▸ **TASK INSTRUCTIONS**: From the first line to the last, copy the listing exactly and omit the images.
DATA PROVIDED Start Marker
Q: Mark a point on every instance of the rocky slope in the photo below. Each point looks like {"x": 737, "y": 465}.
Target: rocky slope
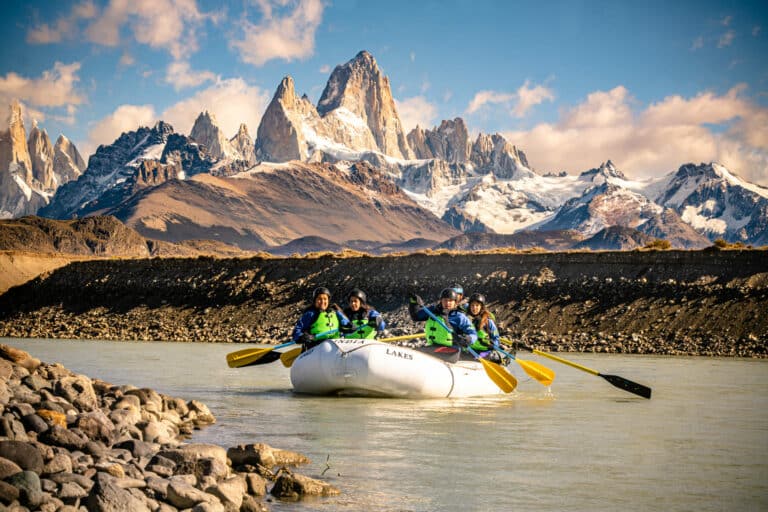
{"x": 70, "y": 443}
{"x": 670, "y": 302}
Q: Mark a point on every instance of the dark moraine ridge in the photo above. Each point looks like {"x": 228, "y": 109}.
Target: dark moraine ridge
{"x": 710, "y": 302}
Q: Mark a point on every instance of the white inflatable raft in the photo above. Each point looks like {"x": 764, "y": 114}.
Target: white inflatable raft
DATA PROVIDED End Marker
▸ **TASK SOLUTION**:
Q: Mark a point on every instance of the rocky slope in the photo below. Each point looks like {"x": 737, "y": 465}.
Target: rocky slope
{"x": 70, "y": 443}
{"x": 670, "y": 302}
Q: Mark a point on every instance of the dark moraine ridge in the photo above. Each point looks like {"x": 228, "y": 109}.
Target: dark moraine ridge
{"x": 710, "y": 302}
Q: Mark a point on every instance of the white inflatable raft in the photo above. Each point looks like {"x": 764, "y": 114}.
Target: white inflatable raft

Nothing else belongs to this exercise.